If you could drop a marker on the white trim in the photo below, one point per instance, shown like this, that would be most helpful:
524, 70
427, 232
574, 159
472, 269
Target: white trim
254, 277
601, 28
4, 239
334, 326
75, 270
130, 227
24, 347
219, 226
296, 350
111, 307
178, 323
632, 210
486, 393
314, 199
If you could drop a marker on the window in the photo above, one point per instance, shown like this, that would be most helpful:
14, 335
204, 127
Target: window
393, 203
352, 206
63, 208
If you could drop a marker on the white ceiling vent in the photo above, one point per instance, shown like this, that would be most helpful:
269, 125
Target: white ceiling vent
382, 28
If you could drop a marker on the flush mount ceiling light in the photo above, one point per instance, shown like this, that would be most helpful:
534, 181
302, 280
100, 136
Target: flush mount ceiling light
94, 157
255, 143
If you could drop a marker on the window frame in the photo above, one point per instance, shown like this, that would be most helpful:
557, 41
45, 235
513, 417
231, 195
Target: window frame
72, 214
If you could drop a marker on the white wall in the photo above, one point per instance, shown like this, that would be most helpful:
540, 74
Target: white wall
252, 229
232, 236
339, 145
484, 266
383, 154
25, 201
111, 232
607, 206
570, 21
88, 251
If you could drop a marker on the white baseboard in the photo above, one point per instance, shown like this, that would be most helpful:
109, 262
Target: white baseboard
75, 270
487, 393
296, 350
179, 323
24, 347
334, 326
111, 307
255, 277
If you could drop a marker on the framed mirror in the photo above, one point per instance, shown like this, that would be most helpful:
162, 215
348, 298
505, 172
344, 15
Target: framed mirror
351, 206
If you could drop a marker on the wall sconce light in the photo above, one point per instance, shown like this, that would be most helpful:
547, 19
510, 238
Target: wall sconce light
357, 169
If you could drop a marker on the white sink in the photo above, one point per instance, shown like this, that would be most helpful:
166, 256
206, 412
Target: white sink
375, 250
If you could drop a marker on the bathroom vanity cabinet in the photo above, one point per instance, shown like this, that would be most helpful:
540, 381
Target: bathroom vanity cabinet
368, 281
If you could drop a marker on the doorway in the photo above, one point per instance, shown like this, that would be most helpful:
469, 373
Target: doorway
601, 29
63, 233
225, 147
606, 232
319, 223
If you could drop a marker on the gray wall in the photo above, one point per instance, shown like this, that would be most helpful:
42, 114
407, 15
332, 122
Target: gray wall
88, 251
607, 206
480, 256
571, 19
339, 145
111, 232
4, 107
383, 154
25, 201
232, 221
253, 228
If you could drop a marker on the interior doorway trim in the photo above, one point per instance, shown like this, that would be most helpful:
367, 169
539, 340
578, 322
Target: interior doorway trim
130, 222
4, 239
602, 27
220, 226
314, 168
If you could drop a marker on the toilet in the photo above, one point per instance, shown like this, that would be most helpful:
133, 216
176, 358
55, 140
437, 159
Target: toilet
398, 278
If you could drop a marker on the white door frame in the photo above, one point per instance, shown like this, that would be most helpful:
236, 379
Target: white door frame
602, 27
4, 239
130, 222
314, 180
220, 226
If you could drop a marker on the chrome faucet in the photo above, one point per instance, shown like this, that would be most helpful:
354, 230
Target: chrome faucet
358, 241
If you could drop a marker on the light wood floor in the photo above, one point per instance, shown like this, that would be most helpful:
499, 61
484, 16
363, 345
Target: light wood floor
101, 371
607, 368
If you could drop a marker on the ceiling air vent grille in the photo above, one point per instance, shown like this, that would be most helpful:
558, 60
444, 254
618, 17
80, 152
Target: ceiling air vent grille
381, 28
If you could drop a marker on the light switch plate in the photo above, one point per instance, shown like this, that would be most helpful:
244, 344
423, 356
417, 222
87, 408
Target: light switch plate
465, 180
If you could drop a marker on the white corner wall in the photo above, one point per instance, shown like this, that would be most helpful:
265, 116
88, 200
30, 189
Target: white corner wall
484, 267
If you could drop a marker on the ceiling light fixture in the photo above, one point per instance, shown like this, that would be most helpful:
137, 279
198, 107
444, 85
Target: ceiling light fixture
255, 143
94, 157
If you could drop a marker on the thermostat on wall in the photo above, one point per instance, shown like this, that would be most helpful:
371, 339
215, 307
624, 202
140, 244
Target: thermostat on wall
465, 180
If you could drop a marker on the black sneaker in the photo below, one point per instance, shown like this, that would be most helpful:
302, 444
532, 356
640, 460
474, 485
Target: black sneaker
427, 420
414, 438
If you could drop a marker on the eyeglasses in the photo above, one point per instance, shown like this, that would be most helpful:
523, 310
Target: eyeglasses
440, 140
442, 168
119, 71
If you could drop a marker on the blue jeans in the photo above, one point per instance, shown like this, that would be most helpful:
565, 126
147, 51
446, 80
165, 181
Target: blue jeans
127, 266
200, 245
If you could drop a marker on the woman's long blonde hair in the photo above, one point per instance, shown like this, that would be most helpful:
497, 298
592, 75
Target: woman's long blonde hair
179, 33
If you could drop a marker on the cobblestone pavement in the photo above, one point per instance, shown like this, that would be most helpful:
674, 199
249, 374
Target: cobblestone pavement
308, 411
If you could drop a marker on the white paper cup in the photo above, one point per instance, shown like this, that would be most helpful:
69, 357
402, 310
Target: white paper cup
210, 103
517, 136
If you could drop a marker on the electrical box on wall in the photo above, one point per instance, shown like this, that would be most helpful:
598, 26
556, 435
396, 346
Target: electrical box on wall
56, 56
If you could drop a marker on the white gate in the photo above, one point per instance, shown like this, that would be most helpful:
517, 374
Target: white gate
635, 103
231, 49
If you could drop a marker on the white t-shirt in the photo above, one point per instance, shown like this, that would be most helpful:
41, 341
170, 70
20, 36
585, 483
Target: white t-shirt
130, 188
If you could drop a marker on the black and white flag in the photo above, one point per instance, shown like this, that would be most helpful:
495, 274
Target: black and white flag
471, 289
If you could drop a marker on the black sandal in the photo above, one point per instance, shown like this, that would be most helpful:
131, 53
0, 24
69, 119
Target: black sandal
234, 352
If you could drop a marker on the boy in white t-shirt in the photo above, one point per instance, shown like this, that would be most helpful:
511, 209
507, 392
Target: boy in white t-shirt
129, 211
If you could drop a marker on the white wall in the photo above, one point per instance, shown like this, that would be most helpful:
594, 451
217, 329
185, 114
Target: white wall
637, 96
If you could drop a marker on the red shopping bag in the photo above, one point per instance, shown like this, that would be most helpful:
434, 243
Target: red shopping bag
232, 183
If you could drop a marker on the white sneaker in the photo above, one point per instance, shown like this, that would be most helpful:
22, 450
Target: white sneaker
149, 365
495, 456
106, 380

• [Given exercise]: Copy the data verbatim from the line containing "If you could drop a marker on the black and" through the end of the data, including that first line.

• [Written reply]:
If you could drop a marker on the black and white flag in the photo above, one point per instance, shown like this, that would be most helpful:
495, 274
Target: black and white flag
471, 289
If you could drop a marker on the black sandal in the photo above, one point per instance, shown like this, that would be most helpful:
131, 53
0, 24
69, 119
Target: black sandal
234, 352
If you could drop a marker on the boy in white t-shirt in the photo above, one point per instance, shown like this, that would be most helpful:
511, 209
507, 392
Target: boy in white t-shirt
129, 211
If you could drop a marker on the white wall in the photo above, one point per instance, shown like this, that would be most helpful:
594, 451
217, 329
185, 114
Target: white wall
637, 96
If you could drop a marker on the red shopping bag in the photo above, one point per instance, shown like this, that would be most helpful:
434, 243
Target: red shopping bag
232, 183
If you could drop a marker on the white sneaker in the photo above, one point per instance, shown like this, that would be most helpful:
22, 450
Target: white sneaker
149, 365
495, 456
106, 380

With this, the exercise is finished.